Excerpted passage:
━━━━━━━━━━━━━━━━━━━━━━━━━━━━━━

SUPERIOR SCIENCE FOR YOU!
A Monthly Speaker Series About Lake Superior

With frost in the forecast, it's time to cozy up with a good speaker.
Beginning on October 9, the University of Minnesota Sea Grant Program
is hosting a free public speaker series featuring eight respected
scientists.  Throughout the next nine months, you can learn the latest
about Lake Superior's ecological dramas, deep-water mysteries, and
curious details from these scientist-speakers.

The hour-long talks will be held evenings in Duluth, with duplicate
presentations given alternately in Grand Portage and Grand Marais, MN.
Post-presentation receptions will allow conversations with the
researchers.

If you can't travel to the talks, they can travel to you.  The Duluth
presentations will be broadcast via live streaming video over the
Internet from the Minnesota Sea Grant Web site,
www.seagrant.umn.edu/speakerseries/index.html.  Those in the desktop
audience can e-mail questions to the researchers during the question
period following each talk.

Videos of the Duluth presentations will be archived on Sea Grant's Web
site, or you can catch the book and CD to be published late next year.

━━━━━━━━━━━━━━━━━━━━━━━━━━━━━━

Provided data:
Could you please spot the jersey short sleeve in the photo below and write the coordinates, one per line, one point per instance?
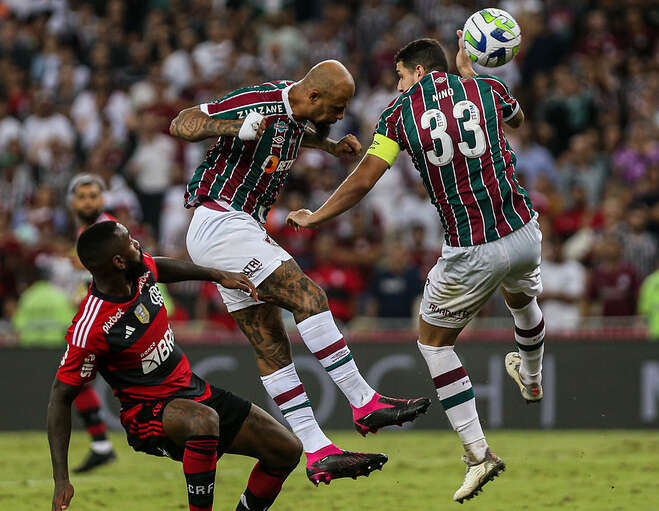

━━━━━━━━━━━━━━━━━━━━━━━━━━━━━━

Task directions: Reproduce the portion of the Lake Superior speaker series announcement from "The hour-long talks" to "late next year." word for word.

The result:
The hour-long talks will be held evenings in Duluth, with duplicate
presentations given alternately in Grand Portage and Grand Marais, MN.
Post-presentation receptions will allow conversations with the
researchers.

If you can't travel to the talks, they can travel to you.  The Duluth
presentations will be broadcast via live streaming video over the
Internet from the Minnesota Sea Grant Web site,
www.seagrant.umn.edu/speakerseries/index.html.  Those in the desktop
audience can e-mail questions to the researchers during the question
period following each talk.

Videos of the Duluth presentations will be archived on Sea Grant's Web
site, or you can catch the book and CD to be published late next year.